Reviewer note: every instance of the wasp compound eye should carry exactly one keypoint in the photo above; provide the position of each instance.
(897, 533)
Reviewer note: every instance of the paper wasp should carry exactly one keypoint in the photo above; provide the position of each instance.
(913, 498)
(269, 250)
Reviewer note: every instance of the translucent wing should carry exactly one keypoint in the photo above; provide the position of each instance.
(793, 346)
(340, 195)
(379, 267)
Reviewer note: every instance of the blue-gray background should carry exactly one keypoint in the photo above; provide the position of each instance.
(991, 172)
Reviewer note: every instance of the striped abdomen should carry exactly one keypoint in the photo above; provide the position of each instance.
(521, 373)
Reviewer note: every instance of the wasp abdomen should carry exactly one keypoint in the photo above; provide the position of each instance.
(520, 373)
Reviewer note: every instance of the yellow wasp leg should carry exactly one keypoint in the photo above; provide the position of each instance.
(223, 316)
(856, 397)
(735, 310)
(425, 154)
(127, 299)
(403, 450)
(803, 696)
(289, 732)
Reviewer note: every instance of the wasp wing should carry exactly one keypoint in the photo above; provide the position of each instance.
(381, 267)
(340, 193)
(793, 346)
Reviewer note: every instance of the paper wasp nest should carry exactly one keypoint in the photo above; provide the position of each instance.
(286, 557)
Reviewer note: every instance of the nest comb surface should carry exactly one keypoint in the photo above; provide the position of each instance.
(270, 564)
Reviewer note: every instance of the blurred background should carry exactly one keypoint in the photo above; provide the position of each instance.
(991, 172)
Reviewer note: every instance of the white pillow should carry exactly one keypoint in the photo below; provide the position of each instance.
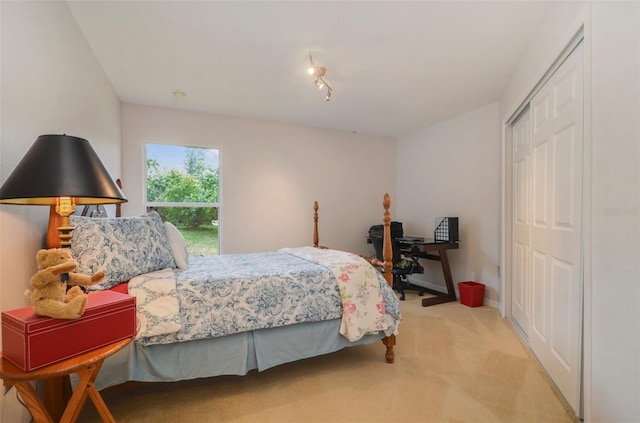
(178, 245)
(122, 247)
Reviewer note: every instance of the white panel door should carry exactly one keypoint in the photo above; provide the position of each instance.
(555, 332)
(521, 256)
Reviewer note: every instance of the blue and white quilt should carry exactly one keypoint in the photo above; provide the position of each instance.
(226, 294)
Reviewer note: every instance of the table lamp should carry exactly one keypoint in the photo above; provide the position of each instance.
(60, 171)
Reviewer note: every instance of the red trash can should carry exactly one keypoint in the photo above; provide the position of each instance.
(471, 293)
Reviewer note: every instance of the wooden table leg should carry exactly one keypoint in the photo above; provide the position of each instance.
(450, 296)
(84, 388)
(31, 400)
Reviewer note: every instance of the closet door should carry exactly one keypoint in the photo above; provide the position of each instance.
(555, 332)
(521, 287)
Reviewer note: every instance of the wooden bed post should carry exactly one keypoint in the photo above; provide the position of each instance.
(387, 250)
(387, 265)
(316, 238)
(387, 255)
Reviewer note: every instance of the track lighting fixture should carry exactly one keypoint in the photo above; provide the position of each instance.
(321, 78)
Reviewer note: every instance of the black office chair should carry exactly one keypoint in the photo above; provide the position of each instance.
(403, 265)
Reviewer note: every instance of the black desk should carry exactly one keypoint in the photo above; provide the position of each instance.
(430, 250)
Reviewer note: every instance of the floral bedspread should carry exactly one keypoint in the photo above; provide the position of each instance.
(362, 304)
(226, 294)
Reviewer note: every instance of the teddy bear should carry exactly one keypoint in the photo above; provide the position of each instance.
(50, 296)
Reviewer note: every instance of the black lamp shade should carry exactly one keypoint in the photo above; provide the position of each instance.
(60, 166)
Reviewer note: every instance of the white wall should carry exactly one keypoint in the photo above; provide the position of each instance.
(453, 169)
(612, 227)
(615, 296)
(50, 83)
(271, 175)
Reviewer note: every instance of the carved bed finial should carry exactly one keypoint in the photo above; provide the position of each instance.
(316, 238)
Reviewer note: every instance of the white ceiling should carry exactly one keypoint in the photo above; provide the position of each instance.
(395, 66)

------------------------------

YOUR GOAL: Rewrite the records from the line that contains "Reviewer note: every instance of the white ceiling" through the end of the records, including both of those lines and the request lines. Multiply every point coordinate by 0.45 and round each result to a whole number, with halves rounding up.

EXERCISE SOLUTION:
Reviewer note: every instance of the white ceiling should carry exactly one keypoint in the photo above; provide the position of each instance.
(178, 30)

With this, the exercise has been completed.